▸ **Text extract**
2. **Dispatcher Pattern**
- Prevents database connection storm
- Reduces DB load by 98% (1 query vs 50 queries/second)
- Buffered channel provides natural backpressure

3. **Exponential Backoff + Jitter**
- Prevents retry storms
- Gradually increases delay for persistent failures
- Jitter spreads load over time

4. **Lock Expiration**
- Auto-recovery from worker crashes
- No manual intervention needed
- Tasks never stuck permanently

5. **Context Cancellation**
- Graceful shutdown
- In-flight tasks complete properly
- Safe for Kubernetes rolling updates

6. **Kubernetes with kind & Bitnami PostgreSQL**
- Production-ready: Bitnami Helm chart with security updates
- Easy local testing: kind runs K8s in Docker containers
- Horizontal scaling: Server (2 replicas) + Worker (3 replicas)

▸ **Task instructions**
Reproduce the part of the task queue design notes starting with "6. **Kubernetes with" and going on through "Worker (3 replicas)". Rely only on the text when completing this work.

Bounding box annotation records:
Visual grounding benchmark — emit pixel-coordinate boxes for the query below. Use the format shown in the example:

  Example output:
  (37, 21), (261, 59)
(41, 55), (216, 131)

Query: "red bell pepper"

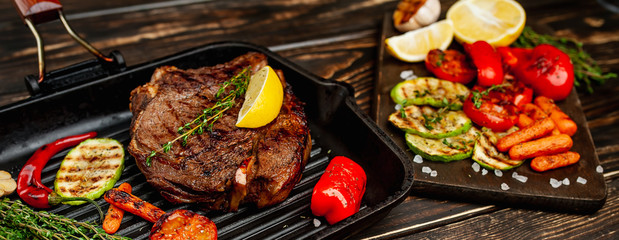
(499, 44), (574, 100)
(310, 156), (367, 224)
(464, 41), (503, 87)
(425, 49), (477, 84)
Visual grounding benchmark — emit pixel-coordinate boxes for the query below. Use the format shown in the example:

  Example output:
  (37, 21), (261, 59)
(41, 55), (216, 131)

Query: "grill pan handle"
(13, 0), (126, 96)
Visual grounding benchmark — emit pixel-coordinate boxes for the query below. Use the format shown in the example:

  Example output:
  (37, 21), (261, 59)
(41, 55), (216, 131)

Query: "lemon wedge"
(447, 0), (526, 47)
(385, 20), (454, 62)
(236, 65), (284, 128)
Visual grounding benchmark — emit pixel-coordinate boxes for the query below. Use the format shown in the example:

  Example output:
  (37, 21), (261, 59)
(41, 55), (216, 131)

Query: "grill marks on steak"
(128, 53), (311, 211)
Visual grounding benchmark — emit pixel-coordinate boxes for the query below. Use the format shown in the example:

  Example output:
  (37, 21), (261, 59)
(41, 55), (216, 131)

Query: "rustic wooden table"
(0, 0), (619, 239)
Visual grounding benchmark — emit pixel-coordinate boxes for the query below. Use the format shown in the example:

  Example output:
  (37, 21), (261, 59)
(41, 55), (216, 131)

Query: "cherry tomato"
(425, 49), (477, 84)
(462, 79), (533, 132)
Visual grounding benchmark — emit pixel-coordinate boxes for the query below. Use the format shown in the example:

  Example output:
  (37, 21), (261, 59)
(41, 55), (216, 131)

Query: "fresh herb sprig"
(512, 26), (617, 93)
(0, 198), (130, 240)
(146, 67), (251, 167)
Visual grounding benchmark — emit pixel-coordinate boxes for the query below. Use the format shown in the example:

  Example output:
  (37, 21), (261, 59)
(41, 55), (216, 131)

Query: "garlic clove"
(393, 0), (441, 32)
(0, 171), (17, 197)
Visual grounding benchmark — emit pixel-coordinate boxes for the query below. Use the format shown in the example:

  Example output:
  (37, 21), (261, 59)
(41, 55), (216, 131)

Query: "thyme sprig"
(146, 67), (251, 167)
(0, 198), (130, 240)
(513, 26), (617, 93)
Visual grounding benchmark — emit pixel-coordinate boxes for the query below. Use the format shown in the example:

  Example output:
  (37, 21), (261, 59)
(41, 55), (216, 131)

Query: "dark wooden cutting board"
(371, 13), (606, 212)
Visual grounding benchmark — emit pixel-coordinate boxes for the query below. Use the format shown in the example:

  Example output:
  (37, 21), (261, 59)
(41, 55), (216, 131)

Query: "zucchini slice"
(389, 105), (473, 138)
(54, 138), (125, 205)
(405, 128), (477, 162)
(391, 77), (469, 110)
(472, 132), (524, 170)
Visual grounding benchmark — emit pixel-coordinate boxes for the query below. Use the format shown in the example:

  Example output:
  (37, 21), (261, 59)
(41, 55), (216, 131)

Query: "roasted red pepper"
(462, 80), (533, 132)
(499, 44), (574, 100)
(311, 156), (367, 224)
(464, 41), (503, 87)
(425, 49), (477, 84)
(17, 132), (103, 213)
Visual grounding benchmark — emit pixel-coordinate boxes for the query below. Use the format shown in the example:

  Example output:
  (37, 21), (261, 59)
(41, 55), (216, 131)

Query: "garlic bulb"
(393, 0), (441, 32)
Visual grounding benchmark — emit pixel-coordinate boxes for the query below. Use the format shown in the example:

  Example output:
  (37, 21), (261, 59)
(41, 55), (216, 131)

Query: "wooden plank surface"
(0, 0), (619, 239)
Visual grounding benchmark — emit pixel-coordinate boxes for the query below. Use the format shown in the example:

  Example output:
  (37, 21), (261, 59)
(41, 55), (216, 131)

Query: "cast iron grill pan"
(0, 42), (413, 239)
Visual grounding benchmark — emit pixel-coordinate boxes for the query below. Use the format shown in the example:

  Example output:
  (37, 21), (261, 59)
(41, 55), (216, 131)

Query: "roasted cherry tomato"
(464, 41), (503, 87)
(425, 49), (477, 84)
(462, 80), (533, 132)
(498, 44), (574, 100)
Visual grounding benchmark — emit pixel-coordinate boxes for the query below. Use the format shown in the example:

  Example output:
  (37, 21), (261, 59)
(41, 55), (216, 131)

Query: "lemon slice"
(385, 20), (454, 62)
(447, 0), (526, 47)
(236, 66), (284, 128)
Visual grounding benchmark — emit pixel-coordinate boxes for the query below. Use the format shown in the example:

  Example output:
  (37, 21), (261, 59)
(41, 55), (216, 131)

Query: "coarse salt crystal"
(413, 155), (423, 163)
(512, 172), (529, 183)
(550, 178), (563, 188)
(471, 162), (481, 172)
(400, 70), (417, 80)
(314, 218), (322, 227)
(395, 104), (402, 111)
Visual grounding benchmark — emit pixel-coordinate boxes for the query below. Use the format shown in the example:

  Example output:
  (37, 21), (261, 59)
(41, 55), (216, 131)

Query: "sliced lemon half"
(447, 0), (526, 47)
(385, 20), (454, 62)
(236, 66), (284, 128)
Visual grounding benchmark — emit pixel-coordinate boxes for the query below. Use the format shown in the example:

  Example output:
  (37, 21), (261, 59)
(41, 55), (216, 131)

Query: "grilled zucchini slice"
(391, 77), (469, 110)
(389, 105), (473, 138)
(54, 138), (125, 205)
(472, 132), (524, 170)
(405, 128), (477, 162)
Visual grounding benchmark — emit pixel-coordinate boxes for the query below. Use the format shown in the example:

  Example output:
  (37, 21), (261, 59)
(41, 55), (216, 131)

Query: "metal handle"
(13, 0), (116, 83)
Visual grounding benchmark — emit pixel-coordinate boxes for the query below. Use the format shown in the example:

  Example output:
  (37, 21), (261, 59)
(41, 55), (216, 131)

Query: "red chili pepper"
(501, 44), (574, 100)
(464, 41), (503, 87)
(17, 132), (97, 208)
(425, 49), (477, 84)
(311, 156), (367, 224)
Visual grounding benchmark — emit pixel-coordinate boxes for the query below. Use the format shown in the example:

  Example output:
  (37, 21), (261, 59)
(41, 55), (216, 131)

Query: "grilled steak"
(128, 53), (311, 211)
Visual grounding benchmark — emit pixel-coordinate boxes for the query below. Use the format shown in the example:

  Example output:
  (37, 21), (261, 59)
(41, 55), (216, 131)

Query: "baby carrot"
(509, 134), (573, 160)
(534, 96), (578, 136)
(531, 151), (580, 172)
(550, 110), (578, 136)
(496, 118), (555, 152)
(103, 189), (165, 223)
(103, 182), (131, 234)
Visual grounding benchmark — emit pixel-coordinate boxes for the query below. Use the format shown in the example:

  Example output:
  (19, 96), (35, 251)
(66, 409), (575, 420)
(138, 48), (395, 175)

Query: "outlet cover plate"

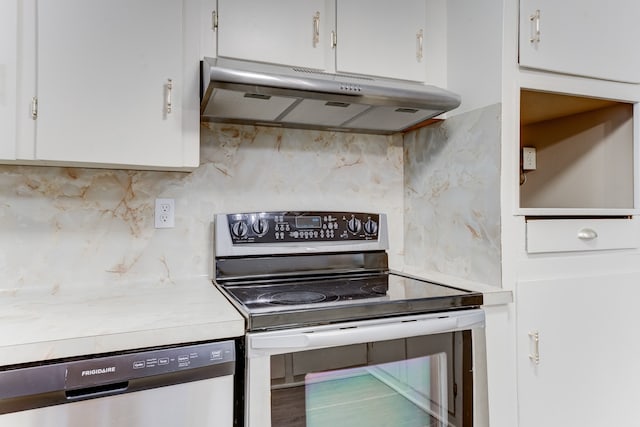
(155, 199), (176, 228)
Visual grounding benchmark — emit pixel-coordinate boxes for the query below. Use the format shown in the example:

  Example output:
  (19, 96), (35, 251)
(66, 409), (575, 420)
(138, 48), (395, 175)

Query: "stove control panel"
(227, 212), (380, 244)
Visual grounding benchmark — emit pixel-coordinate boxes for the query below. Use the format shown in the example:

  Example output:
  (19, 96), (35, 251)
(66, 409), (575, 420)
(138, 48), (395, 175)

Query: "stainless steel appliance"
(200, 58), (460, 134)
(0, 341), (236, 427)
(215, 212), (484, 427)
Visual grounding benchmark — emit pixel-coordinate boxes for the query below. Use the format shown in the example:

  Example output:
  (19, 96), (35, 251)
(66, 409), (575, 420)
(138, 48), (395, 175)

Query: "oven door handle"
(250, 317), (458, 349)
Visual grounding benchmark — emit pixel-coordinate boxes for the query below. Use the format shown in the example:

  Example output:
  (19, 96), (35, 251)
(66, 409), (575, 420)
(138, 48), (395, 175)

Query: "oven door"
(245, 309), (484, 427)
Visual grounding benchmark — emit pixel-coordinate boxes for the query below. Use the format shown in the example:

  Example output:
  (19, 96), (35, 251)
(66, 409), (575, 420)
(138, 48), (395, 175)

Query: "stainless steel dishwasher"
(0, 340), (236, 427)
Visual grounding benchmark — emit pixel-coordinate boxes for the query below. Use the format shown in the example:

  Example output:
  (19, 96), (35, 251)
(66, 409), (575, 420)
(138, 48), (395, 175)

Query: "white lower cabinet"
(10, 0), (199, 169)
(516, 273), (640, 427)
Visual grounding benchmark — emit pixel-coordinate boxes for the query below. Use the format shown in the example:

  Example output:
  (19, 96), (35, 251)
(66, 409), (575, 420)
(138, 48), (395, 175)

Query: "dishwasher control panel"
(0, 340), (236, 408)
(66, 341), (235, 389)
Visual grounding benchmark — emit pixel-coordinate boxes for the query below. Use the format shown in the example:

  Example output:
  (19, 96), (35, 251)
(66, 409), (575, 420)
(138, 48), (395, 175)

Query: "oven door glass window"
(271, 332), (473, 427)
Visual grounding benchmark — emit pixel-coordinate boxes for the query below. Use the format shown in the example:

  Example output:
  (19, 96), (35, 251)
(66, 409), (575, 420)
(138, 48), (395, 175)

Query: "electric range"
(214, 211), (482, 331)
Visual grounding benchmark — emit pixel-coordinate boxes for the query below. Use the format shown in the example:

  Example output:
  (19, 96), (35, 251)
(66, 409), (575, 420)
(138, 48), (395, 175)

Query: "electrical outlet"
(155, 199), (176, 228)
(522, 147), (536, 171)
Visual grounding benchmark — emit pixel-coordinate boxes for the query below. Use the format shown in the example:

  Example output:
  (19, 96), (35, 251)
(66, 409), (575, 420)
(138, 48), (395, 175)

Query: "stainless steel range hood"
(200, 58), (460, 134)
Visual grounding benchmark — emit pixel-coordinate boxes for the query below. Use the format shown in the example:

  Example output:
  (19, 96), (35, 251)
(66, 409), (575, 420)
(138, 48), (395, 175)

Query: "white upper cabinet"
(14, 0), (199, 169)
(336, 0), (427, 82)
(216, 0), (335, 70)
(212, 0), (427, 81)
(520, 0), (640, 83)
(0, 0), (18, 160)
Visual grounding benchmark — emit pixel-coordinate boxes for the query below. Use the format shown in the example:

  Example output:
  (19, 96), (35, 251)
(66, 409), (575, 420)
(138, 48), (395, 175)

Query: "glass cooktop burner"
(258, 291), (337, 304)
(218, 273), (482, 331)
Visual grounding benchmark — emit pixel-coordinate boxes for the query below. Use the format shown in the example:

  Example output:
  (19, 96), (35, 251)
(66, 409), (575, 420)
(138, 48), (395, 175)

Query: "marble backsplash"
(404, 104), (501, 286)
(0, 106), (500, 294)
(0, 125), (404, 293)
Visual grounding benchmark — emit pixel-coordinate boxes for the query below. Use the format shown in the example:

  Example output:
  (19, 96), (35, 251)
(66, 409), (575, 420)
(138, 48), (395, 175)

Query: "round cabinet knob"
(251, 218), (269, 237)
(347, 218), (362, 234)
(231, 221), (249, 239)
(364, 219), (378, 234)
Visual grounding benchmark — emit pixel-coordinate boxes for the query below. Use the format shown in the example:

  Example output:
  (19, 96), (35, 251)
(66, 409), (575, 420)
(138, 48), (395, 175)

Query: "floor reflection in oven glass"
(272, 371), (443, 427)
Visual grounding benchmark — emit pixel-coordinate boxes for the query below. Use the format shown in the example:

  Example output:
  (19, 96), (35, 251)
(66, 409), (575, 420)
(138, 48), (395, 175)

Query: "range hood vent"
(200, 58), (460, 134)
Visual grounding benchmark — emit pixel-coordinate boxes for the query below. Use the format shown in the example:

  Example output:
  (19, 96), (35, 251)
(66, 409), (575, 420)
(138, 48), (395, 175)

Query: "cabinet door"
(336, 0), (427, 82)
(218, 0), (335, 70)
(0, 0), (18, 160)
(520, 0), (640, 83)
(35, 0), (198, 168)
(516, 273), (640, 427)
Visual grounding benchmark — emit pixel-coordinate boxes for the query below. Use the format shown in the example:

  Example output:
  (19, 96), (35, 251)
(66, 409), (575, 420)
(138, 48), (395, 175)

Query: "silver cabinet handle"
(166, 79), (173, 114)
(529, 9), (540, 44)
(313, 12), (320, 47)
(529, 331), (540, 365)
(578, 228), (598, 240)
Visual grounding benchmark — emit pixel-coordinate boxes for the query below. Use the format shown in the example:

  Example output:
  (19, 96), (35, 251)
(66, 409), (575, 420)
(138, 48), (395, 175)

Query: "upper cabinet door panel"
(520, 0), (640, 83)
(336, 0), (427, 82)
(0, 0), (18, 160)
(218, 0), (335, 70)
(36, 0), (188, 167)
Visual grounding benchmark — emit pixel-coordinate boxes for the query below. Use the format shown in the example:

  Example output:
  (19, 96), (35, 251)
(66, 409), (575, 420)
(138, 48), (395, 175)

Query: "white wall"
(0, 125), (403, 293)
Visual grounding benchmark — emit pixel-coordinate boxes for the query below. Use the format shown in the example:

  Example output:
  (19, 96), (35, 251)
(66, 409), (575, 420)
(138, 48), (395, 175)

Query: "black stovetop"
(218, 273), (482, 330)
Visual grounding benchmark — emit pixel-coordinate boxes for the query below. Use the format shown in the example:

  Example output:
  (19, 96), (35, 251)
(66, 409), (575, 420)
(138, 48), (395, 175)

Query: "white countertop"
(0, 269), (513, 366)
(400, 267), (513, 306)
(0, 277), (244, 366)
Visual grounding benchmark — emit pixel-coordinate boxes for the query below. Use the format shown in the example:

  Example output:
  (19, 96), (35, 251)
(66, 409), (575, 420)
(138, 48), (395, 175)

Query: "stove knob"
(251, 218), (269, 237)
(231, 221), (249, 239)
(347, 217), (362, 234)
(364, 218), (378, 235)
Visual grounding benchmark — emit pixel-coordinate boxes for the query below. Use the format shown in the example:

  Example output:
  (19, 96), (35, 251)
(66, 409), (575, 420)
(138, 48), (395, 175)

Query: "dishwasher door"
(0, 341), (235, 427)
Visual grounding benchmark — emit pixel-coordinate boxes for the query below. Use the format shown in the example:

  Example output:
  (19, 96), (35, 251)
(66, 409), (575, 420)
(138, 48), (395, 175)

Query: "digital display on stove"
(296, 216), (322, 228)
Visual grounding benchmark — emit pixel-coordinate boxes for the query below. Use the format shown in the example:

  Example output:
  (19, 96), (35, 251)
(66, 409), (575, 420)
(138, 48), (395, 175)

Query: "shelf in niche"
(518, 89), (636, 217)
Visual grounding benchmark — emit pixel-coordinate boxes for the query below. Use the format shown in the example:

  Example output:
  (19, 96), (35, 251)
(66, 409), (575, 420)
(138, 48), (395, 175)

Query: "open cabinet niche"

▸ **The result**
6. **Kubernetes with kind & Bitnami PostgreSQL**
- Production-ready: Bitnami Helm chart with security updates
- Easy local testing: kind runs K8s in Docker containers
- Horizontal scaling: Server (2 replicas) + Worker (3 replicas)